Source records
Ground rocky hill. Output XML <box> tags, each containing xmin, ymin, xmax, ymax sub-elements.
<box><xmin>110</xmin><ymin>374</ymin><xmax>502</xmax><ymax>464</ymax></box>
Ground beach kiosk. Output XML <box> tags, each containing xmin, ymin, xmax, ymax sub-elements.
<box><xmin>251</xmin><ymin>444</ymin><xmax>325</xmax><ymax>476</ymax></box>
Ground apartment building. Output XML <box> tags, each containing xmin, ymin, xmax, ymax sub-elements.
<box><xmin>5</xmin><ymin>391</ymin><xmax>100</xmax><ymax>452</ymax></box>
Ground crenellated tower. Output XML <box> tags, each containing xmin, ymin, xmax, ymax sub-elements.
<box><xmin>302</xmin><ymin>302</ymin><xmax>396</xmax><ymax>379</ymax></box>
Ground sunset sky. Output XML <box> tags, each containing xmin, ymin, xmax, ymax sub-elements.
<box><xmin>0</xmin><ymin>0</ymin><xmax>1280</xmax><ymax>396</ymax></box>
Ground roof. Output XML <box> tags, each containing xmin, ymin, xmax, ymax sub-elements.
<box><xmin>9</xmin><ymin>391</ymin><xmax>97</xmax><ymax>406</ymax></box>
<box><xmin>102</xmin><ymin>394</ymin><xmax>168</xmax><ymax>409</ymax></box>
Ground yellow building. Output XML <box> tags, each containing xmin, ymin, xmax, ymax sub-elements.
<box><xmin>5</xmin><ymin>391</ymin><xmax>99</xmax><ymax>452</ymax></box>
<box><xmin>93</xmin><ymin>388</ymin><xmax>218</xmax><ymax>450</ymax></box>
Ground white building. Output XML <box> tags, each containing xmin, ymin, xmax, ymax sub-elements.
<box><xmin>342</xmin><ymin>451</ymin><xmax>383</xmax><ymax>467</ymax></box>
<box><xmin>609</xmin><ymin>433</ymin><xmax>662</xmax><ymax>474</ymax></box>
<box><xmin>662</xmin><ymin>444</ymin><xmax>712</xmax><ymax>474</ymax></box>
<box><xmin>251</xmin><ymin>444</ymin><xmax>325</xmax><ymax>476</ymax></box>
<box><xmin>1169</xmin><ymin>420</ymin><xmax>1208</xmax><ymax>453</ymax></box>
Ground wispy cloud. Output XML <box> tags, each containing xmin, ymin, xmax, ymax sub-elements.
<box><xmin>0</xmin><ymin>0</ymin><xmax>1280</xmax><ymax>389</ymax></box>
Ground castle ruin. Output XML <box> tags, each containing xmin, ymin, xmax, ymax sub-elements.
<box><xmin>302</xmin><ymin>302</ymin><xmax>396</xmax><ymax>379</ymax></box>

> _Task brief_:
Copy word for word the stretch of entries from the line containing "Ground castle ruin." through the end of the entries.

> _Written solution_:
Ground castle ruin. Output XML <box> tags, each containing xmin, ymin, xmax, ymax sub-elements.
<box><xmin>302</xmin><ymin>302</ymin><xmax>396</xmax><ymax>379</ymax></box>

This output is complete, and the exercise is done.